Work to do »
Return the lines of the data below verbatim, starting with the line that contains "Goal: detect all instances of black" and continuing through the line that contains "(0, 0), (867, 691)". Include both of those lines.

+++ Supplied information +++

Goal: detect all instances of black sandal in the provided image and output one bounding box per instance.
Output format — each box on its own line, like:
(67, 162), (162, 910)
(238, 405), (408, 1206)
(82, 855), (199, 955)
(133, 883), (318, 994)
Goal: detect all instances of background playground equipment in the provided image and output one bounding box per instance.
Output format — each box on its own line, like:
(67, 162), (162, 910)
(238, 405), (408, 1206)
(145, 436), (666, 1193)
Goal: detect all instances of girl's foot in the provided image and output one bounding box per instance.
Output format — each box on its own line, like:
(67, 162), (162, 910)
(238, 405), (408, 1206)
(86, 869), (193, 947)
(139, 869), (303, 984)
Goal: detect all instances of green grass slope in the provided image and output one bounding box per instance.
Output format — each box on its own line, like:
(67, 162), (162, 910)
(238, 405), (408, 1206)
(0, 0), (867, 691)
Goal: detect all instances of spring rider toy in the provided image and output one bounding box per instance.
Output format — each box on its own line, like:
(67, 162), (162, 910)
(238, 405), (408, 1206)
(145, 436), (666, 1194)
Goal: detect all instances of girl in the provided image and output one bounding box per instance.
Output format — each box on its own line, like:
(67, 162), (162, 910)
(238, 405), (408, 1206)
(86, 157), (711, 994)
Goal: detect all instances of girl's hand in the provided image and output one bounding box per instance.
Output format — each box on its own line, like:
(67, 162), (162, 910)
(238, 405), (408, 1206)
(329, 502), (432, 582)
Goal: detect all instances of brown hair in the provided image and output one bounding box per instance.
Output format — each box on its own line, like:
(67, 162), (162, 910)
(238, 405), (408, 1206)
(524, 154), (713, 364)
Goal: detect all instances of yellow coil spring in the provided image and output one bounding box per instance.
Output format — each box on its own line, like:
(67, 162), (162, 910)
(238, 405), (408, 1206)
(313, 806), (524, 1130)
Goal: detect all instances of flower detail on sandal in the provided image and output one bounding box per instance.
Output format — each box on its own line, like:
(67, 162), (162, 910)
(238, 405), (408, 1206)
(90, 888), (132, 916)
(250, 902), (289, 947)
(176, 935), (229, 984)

+++
+++ Supplied information +++

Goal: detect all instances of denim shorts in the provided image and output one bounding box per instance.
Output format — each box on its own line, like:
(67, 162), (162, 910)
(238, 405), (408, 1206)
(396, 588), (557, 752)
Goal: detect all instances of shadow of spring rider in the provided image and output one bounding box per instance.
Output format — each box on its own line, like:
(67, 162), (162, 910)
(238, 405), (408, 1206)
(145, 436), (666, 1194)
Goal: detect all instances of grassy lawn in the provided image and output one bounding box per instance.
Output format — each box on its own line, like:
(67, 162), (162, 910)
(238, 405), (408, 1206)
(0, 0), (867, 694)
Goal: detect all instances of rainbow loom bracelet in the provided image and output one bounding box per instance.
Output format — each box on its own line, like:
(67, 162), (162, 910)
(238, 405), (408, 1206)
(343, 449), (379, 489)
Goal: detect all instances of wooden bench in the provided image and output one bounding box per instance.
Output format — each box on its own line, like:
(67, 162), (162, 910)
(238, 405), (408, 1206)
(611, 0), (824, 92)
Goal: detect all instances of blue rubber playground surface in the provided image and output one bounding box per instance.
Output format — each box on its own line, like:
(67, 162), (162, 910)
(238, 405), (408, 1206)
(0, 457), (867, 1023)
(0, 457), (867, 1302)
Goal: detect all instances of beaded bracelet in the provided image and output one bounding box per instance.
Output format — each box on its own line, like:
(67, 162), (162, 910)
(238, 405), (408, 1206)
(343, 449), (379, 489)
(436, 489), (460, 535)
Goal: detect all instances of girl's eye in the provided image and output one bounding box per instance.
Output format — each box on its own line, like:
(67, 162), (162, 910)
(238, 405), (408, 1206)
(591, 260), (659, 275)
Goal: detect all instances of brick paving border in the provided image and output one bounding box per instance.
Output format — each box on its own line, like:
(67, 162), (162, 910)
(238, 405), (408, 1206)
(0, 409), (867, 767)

+++

The completed task »
Goal: detect all instances of black sandal in the provided image and output one bounding box per instance.
Output format — each box on its own line, like:
(67, 162), (162, 910)
(238, 405), (408, 1206)
(82, 855), (199, 955)
(133, 883), (318, 994)
Goal: detect all instances of background playground equipment in the provided image and output one bounding box per instance.
Output format — each box on its own line, like:
(67, 162), (162, 910)
(238, 405), (408, 1206)
(145, 436), (666, 1193)
Goal: detect all instances of girl's foot in the provided image and output one bounding box per instance.
Output format — each box on its own line, like:
(67, 162), (162, 910)
(238, 405), (408, 1206)
(86, 869), (193, 947)
(139, 869), (303, 984)
Goal: detect all instances of green grass slope in the provided image and output one bounding box per instance.
Output format — each box on its own line, like:
(67, 162), (162, 910)
(238, 405), (408, 1206)
(0, 0), (867, 691)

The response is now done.